Supplied entries: Begin

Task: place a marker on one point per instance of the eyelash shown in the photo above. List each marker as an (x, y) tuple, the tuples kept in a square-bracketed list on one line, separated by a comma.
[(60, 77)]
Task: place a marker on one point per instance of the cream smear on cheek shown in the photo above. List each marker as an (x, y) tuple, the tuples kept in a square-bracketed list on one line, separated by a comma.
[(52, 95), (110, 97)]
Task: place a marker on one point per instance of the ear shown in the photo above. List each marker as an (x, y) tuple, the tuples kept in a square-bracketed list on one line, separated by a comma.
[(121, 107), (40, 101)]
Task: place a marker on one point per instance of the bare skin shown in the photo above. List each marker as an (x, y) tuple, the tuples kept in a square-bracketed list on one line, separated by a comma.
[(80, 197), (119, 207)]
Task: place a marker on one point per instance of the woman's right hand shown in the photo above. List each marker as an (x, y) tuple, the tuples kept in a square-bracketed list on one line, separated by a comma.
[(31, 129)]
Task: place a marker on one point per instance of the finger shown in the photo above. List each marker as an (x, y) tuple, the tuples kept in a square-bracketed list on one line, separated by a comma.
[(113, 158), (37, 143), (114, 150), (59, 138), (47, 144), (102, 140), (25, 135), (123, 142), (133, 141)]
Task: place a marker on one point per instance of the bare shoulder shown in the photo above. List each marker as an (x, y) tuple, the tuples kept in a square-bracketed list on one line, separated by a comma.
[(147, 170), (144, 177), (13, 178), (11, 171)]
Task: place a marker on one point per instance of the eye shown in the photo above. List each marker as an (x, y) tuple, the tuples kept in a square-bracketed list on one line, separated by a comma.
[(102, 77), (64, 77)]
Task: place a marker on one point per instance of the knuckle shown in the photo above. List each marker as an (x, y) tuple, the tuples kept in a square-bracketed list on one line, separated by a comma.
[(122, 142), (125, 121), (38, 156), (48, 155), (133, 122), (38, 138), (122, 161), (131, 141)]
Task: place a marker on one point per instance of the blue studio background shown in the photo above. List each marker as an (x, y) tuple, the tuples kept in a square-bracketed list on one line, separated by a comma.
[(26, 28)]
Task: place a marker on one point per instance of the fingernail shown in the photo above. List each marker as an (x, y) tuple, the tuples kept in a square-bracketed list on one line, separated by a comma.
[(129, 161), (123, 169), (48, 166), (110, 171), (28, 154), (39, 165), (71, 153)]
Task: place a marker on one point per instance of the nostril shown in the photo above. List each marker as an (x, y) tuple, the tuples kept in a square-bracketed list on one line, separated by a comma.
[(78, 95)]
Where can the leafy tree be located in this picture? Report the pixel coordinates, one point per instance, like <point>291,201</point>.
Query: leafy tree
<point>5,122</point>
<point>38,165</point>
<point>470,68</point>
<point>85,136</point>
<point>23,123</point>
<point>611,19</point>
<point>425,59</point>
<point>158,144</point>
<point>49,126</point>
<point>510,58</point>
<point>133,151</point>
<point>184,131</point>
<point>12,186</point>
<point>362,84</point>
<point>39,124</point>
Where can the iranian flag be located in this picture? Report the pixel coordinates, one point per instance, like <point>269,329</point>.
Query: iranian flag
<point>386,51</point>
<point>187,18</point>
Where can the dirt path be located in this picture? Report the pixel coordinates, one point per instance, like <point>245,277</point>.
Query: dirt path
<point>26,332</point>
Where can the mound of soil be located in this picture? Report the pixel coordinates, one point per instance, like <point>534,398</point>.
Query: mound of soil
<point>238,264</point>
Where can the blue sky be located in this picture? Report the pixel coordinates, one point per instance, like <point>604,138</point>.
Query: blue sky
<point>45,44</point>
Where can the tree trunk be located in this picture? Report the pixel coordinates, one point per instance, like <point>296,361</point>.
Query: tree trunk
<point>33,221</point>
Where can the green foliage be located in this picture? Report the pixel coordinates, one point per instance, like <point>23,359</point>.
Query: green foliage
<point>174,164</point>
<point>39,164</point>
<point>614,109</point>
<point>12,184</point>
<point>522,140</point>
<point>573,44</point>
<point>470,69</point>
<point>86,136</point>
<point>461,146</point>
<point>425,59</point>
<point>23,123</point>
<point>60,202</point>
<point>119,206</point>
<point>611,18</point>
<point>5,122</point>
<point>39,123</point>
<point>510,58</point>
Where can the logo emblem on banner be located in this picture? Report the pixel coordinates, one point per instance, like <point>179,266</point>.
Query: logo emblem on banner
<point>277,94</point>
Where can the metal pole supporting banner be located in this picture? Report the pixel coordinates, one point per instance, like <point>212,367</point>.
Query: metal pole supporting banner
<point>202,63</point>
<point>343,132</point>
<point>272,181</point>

Supplied entries: End

## Exercise prompt
Retype every line of the listing above exactly as given.

## Exercise response
Task: place a marker on one point per instance of the eyelash shown in the photo above. List each marker as an (x, y) tuple, the tuples kept in a square-bracketed list on one line, separated by a comma.
[(60, 77)]
Task: place a marker on one point per instance of the cream smear on cheek shown in the photo above. List each marker as an (x, y) tuple, the tuples kept in a square-bracketed list on one line, separated by a comma.
[(52, 95), (110, 97)]
Task: place a marker on one point per instance of the ear shown in the photo above. List each marker as an (x, y) tuple, the tuples kept in a square-bracketed list on one line, separated by a comma.
[(121, 107), (40, 101)]
Task: place a marker on one point per instance of the bare skin shown in the photo above. List each marker as an (x, y) tuple, the tuples kept in a square-bracketed list on one line, separated by a comma.
[(80, 197), (119, 207)]
Task: place a marker on one point per instance of the woman's right hand shown in the photo above. List each marker as an (x, y) tuple, the tuples kept in a square-bracketed list on one line, separated by a comma.
[(31, 129)]
Task: place a marker on one point per instance of the finger shown in the photo above. List each marker as an (x, y) tuple, the tuples kept in a square-bracketed list on one line, separated by a comma.
[(113, 158), (37, 143), (114, 150), (59, 138), (47, 144), (102, 140), (25, 135), (123, 142), (133, 141)]
Task: place a marker on one point per instance of the bare shoulder shown in the photo above. List each marker as an (x, y) tuple, the tuples kept in a square-bracketed list on one line, separated by a comma.
[(147, 170), (144, 177), (13, 178), (11, 171)]
Task: place a marker on one point per instance of the eye shown in the photo above. List each marker as an (x, y) tuple, the tuples kept in a square-bracketed list on one line, separated by a comma.
[(102, 77), (64, 77)]
Task: place a marker on one point per instance of the knuckle shown in the photo above. List each marker as an (x, y) tuple, the tuples kept in a square-bracketed list on one line, separated by a comma.
[(122, 142), (125, 121), (38, 156), (48, 155), (133, 122), (38, 138), (122, 161), (131, 141)]
Task: place a marker on one point per instance of the blue studio background shown in the photo above. List each marker as an (x, y) tuple, the tuples kept in a square-bracketed list on one line, separated by a comma.
[(26, 28)]
Task: place a marker on one point per instance of the fingernail shown in the photo above. List each marker as an (x, y) tuple, the tuples kept in a square-bracketed list on one line, separated by a comma.
[(129, 161), (123, 169), (48, 166), (110, 171), (28, 154), (39, 165), (71, 153)]
Task: place a marker on one point per instance of the nostril shown in the photo above. List each marker as an (x, y) tuple, the tuples kept in a square-bracketed list on one line, separated by a comma.
[(78, 95)]
Where can the leafy tree be located in this picture? Report the pixel coordinates, one point per instance, like <point>291,201</point>.
Query: leafy tree
<point>5,122</point>
<point>38,165</point>
<point>470,68</point>
<point>85,136</point>
<point>23,123</point>
<point>611,19</point>
<point>425,59</point>
<point>158,144</point>
<point>49,126</point>
<point>510,58</point>
<point>133,151</point>
<point>184,131</point>
<point>12,186</point>
<point>362,84</point>
<point>39,124</point>
Where can the iranian flag be located in this picture? Report the pixel coordinates, one point per instance, like <point>269,329</point>.
Query: iranian flag
<point>386,51</point>
<point>187,18</point>
Where can the dirt path be located in this picture? Report the pixel coordinates, one point per instance, like <point>245,277</point>.
Query: dirt path
<point>26,332</point>
Where can the mound of soil be located in this picture? Report the pixel coordinates, one point per instance, like <point>534,398</point>.
Query: mound of soil
<point>238,264</point>
Where can the blue sky be located in this picture? Report the pixel coordinates, one point per instance, like <point>604,138</point>.
Query: blue sky
<point>45,44</point>
Where can the tree trunk be located in this picture? Report the pixel coordinates, one point per instance, like <point>296,361</point>.
Query: tree trunk
<point>33,221</point>
Where can the green foliage be located in this picture? Report the pixel coordinates, one point per instance, like <point>23,359</point>.
Query: green foliage
<point>174,164</point>
<point>39,164</point>
<point>614,109</point>
<point>12,184</point>
<point>522,140</point>
<point>573,44</point>
<point>470,69</point>
<point>86,136</point>
<point>461,146</point>
<point>425,59</point>
<point>23,123</point>
<point>60,202</point>
<point>119,206</point>
<point>611,18</point>
<point>5,122</point>
<point>39,123</point>
<point>510,58</point>
Where can the logo emblem on banner be located in this picture? Report the pixel coordinates, one point per instance, like <point>179,266</point>.
Query: logo emblem on banner
<point>277,94</point>
Where can the metal pole supporting banner be located in this picture? Report the pixel coordinates, one point per instance, like <point>212,367</point>.
Query: metal pole supporting banner
<point>202,63</point>
<point>343,132</point>
<point>272,181</point>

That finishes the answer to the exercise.